*PRUÉBALO*
Contesta con el fragmento sobre los experimentos de la enfermera Oberheuser:
1. ¿Con qué golpeaban antes las extremidades?
2. ¿Para qué uso se diseñaron las intervenciones en músculos y nervios?
3. ¿Qué hacía Herta con las pacientes al concluir la prueba?

*FRAGMENTO*
Otro de los ensayos donde participó la enfermera Oberheuser: romper parte de las extremidades de estos “conejillos de indias” para constatar cómo se producía la regeneración del músculo de los nervios o si era necesario un trasplante. Previamente, las golpeaban con un martillo o un cincel, después, cosían las partes afectadas y, tras un tiempo prudencial, volvían a abrir las heridas para verificar los resultados.

“Pero estos experimentos no se ciñeron solo a los huesos, llegaron a los sistemas muscular y nervioso. Semejantes intervenciones fueron diseñadas para probar la velocidad de mejoría de los músculos y los nervios para el uso de la cirugía plástica. Estas consistieron en la extirpación de los nervios y los músculos de los nervios y la pantorrilla, pero sin condiciones básicas de higiene y salubridad”, se explica en el libro Guardianas Nazis. El lado femenino del mal. Una vez concluida la prueba, Herta abandonaba a su suerte a las pacientes.

*DATOS PROPORCIONADOS*
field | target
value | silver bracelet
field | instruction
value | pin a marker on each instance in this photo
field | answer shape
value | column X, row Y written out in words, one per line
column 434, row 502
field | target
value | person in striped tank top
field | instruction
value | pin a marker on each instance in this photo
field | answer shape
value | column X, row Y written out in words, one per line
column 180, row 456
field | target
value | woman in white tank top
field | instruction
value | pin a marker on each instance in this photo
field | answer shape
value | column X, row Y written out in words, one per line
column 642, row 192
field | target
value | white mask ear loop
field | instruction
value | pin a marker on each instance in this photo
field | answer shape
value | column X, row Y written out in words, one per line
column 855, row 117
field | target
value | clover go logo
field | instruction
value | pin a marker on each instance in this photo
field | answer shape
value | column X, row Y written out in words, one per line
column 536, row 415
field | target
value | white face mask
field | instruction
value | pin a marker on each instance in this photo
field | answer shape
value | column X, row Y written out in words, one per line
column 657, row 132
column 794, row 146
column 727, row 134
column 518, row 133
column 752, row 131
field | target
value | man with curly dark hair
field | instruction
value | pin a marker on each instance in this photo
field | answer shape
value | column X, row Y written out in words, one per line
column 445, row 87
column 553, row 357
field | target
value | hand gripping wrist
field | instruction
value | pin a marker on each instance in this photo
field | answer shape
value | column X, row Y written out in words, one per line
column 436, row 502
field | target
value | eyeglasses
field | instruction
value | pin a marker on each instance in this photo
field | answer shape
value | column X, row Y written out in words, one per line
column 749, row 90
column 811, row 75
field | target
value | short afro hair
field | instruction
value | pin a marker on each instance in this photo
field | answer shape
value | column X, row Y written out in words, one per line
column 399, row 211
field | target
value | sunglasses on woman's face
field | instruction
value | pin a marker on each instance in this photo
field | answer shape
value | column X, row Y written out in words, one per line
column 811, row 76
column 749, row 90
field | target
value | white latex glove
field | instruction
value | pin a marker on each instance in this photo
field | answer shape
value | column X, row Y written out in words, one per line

*TAREA RESUELTA*
1. Con un martillo o un cincel.
2. Para el uso de la cirugía plástica.
3. Las abandonaba a su suerte.